◆ TASK SET
(a) Write out the part of the Epitaph of Gllavenica text from "14th-century Albanian Epitaph" to "vibrant natural dyes.", word for word.
(b) Answer from the Epitaph of Gllavenica text, one line each:
(i) Who embroidered the epitaph?
(ii) In which museum is the epitaph now preserved?
(iii) To which church were the relics and the epitaph moved for protection?
(c) Extend the Epitaph of Gllavenica text, picking up after its final sentence.

14th-century Albanian Epitaph

The Epitaph of Gllavenica (Epitafi I Gllavenicës) is a medieval embroidered liturgical cloth, created on March 22, 1373, in the town of Gllavenica (modern Ballsh, Albania). It is a rare and valuable example of Albanian Orthodox religious art from the late Byzantine period. The epitaph depicts Christ lying on a burial shroud, surrounded by mourning figures and biblical prophets, embroidered in silk with silver-gilt threads and vibrant natural dyes.
Commissioned by Bishop Kalist and the Albanian noble Gjergj Arianiti, and embroidered by Monk Savia, the epitaph is a prime example of medieval Albanian religious art. It was rediscovered near Ballsh and is now preserved in the National History Museum in Tirana.

==History==
The Epitaph of Gllavenica was created on March 22, 1373, in the town of Gllavenica (modern Ballsh, Albania). It was commissioned by the Albanian noble Gjergj Arianiti and Bishop Kalist of Gllavenica and Berat, and crafted by Monk Savia. The cloth was created as a liturgical textile for Orthodox Good Friday ceremonies, depicting Christ’s burial with rich iconography embroidered in silk and silver-gilt thread. Originally, the epitaph belonged to the church of Gllavenica in Ballsh, a significant medieval ecclesiastical center.

According to local oral tradition, supported by scholar Theofan Popa, during the period of Bulgarian occupation of Albania, the bishops of Gllavenica-specifically Gorazhd and Angelar- were active in the area. Their relics, along with the epitaph, were moved from the Church of Gllavenica in Ballsh to the Church of the Dormition of the Virgin located inside Berat Castle for protection. The transfer was motivated by the decline of the church in Ballsh and the need to safeguard sacred objects.

◆ GIVEN DATA
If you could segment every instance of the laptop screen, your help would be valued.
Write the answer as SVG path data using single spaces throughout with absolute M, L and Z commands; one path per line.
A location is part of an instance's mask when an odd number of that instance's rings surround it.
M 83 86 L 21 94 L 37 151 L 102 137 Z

◆ ACTIVITY ANSWERS
(a)
14th-century Albanian Epitaph

The Epitaph of Gllavenica (Epitafi I Gllavenicës) is a medieval embroidered liturgical cloth, created on March 22, 1373, in the town of Gllavenica (modern Ballsh, Albania). It is a rare and valuable example of Albanian Orthodox religious art from the late Byzantine period. The epitaph depicts Christ lying on a burial shroud, surrounded by mourning figures and biblical prophets, embroidered in silk with silver-gilt threads and vibrant natural dyes.

(b)
(i) Monk Savia
(ii) The National History Museum in Tirana
(iii) The Church of the Dormition of the Virgin inside Berat Castle

(c)
In addition to the epitaph and relics, other ecclesiastical items such as liturgical books and parchments were part of this relocation. Initially, monks from the monastery moved these objects to the Monastery of Saint George in the village of Mbreshtan near Berat. However, during the Ottoman period, after the Islamization of Mbreshtan, the holy relics and the epitaph were brought back to the Church of the Dormition in Berat Castle, where they have remained safeguarded.

The relics of Gorazhd and Angelar still remain in the Cathedral of Saint Mary in Berat today, accompanied by icons and a Greek-written service honoring the saints. The veneration of these relics was significant for the local faithful, who regarded the saints as protectors of the city.

==Rediscovery and conservation==
The Epitaph of Gllavenica was rediscovered in the mid-20th century in the cellar of a ruined house near Ballsh, where it had been folded and damaged by rodents and environmental factors. The researcher Theofan Popa was instrumental in its early study and gave the artifact its name based on Bishop Kalist’s ecclesiastical title linking it to the church of Gllavenica.

Restoration efforts began in 1974 under conservator Frederik Stamati, who treated stains from wax, soot, and damage caused by candles, smoke, and handling. That same year, the epitaph was exhibited internationally at the Petit Palais in Paris, where Byzantinist André Grabar described it as the third of its kind in Europe.

In 1980, following the opening of the Museum of Medieval Art in Korçë, concerned citizens of Berat, aware of their own valuable objects, proposed establishing a medieval museum in Berat. During a visit by leader Ramiz Alia, locals revealed that the epitaph was being stored improperly—wrapped and placed inside a chest. Recognizing the poor conditions, Alia ordered the epitaph to be transferred to Tirana for better preservation.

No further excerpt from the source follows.